◆ SELECTED PASSAGE:
◆ ◆ ◆ ◆
Unfortunately our listed demonstrator, Malcolm Webster, was sick, but we were able to call on a very competent replacement, our president and tutor, Alan Close. He very generously gave us a double demo, travel sketches and portrait. In each case it was accompanied by a very informative handout, full of valuable teaching points.
Travel sketching
With half shut eyes identify the
light and dark areas, and the warms and cools. Simplify. Do a shaded
tonal sketch, maybe in pencil on spare paper. Decide on your focal
point (FP). Then for your final sketch, work on good quality Arches watercolour paper folded and torn to A4 size giving a nice decal edge.
Put it on a clipboard. Using a black biro, and keeping the point on
the paper in a continuous confident movement, no second, third or
fourth goes at a line, sketch in your scene. Start at the FP and leave
space around the edges as it tends to grow as you go. I noticed that
Alan held the pen not as for handwriting but with the back of his hand
on top of the pen and with a full shaft. This is to avoid getting too
tight. Looseness is the thing at this stage.
Alan had a photo to go by,
but you should try to do it ‘en plein air’. It was a mountain gully
with distant blue ranges, midrange red cliffs and a grassy, rocky
foreground. Some overhanging trees. As Nick said, good depth. The FP
was where it all converged so that was where Alan wanted his darkest
darks to edge with his lightest lights.
The lines in, he began to
paint. The brushes were a normal filbert, a square end, a rigger and
later a bristly fan. No expensive palettes, just a $2.50 melanite plate
which is easy to clean. Cobalt Blue for the sky, darker at the top.
Mauve for the far ranges, wet in wet to purple as they came closer. The
purple was an important element in the overall painting. It became the
strongest dark at the FP, and later was used as a glaze to knock back
the red/orange. It was Dioxin Violet. He also mixed in a bit of
Paynes Grey if he wanted to darken a colour.
The cliffs were painted in
with a strong orange, which looked too vivid at this point, but Alan,
experienced artist, knew that when he knocked it back with a purple
glaze it would be just right. He used a bit of dry brush for sparkle
edges and left some bits out for tree trunks and branches. You don’t
want to lose your whites at this stage. The square brush was useful.
Then he did the ground in Yellow Ochre, getting browner as it came
closer. He had a light touch holding the brush long, dancing across the
wispy grass. The tops of rocks were left light, the sides purple.
◆ ◆ ◆ ◆
◆ STATED EXERCISE 1: Name each brush used in the demonstration report.
These records are unrelated to the demonstration report.

(Records from a dataset)
◆ ◆ ◆ ◆
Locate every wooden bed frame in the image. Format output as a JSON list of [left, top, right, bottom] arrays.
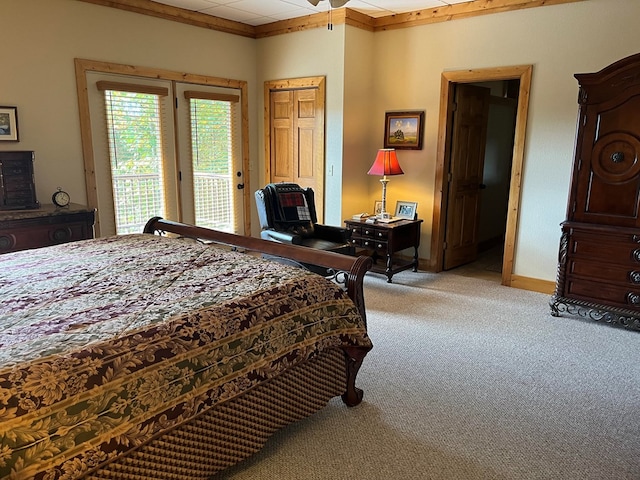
[[144, 217, 373, 407], [3, 217, 372, 480], [144, 217, 373, 407]]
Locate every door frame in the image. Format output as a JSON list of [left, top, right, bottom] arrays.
[[74, 58, 251, 237], [264, 76, 326, 223], [429, 65, 533, 286]]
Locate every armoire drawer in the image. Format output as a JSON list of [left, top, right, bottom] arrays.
[[568, 231, 640, 268], [567, 258, 640, 288]]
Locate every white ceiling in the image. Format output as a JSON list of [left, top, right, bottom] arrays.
[[154, 0, 469, 26]]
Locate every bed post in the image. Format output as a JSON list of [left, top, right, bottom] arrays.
[[342, 347, 370, 407]]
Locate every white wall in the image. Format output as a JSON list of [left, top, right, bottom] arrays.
[[370, 0, 640, 281], [0, 0, 257, 224]]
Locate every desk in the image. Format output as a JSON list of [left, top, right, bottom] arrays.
[[0, 203, 95, 253], [344, 220, 422, 283]]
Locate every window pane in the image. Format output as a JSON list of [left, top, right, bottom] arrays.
[[105, 90, 165, 234], [190, 98, 235, 232]]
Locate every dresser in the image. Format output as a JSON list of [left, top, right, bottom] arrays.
[[550, 54, 640, 330], [0, 203, 95, 253], [344, 220, 422, 283]]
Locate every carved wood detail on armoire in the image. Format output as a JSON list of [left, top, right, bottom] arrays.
[[550, 54, 640, 330]]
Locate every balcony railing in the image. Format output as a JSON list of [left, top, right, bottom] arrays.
[[113, 172, 235, 234]]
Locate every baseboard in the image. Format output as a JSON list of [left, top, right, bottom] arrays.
[[509, 275, 556, 295]]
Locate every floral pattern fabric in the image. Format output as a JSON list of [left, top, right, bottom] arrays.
[[0, 235, 371, 480]]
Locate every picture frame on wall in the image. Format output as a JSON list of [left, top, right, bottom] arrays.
[[394, 201, 418, 220], [384, 110, 424, 150], [0, 106, 19, 142]]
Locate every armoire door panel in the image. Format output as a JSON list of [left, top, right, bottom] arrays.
[[550, 54, 640, 330]]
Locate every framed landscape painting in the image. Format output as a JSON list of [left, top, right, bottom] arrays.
[[384, 111, 424, 150], [0, 107, 18, 142]]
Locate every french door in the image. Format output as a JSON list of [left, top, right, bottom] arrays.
[[87, 72, 245, 236]]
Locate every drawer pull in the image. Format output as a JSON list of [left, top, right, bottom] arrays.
[[0, 235, 13, 250], [627, 292, 640, 305]]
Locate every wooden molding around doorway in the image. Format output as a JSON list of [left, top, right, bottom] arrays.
[[429, 65, 533, 286]]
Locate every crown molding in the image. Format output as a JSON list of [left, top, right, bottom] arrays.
[[78, 0, 256, 38], [374, 0, 586, 32], [78, 0, 587, 38]]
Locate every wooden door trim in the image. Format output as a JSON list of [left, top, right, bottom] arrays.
[[429, 65, 533, 286], [74, 58, 251, 236], [263, 77, 325, 185]]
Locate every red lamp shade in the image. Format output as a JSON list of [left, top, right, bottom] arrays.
[[367, 148, 404, 175]]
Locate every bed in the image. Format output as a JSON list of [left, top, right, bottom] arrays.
[[0, 218, 372, 480]]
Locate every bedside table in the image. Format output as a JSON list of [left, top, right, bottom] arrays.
[[0, 203, 95, 253], [344, 220, 422, 283]]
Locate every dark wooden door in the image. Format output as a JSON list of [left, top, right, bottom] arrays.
[[443, 84, 490, 270]]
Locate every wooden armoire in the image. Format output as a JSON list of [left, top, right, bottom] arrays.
[[550, 54, 640, 330]]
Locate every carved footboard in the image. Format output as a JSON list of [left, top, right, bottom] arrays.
[[144, 217, 372, 406]]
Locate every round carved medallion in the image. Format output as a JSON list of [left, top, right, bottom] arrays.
[[591, 132, 640, 183]]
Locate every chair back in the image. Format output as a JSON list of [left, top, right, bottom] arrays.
[[255, 183, 317, 236]]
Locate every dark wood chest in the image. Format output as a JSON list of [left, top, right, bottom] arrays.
[[551, 54, 640, 329], [0, 203, 95, 254]]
◆ ◆ ◆ ◆
◆ STATED EXERCISE 2: Print the lines of the records, starting at the line that contains "Locate every white wall" and ending at the line that contains "[[113, 172, 235, 234]]".

◆ FULL ANSWER 1: A normal filbert, a square end, a rigger, and a bristly fan.

◆ FULL ANSWER 2:
Locate every white wall in the image. Format output as a JSON list of [left, top, right, bottom] arrays.
[[370, 0, 640, 281], [0, 0, 257, 224]]
Locate every desk in the image. Format output as a JSON list of [left, top, right, bottom] arrays.
[[0, 203, 95, 253], [344, 220, 422, 283]]
Locate every window pane in the image. Format output as a JSON list of [left, top, right, bottom] arrays.
[[105, 90, 165, 234], [190, 98, 235, 232]]
Locate every dresser in the image. Format output as a JSON list of [left, top, right, bottom] arrays.
[[550, 54, 640, 330], [0, 203, 95, 253], [344, 220, 422, 283]]
Locate every carved wood detail on armoire in the image. Format output as a JSON list of [left, top, right, bottom] arrays.
[[550, 54, 640, 330]]
Locate every balcony railing in the image. Format output as a JSON list of [left, top, right, bottom] arrays.
[[113, 172, 235, 234]]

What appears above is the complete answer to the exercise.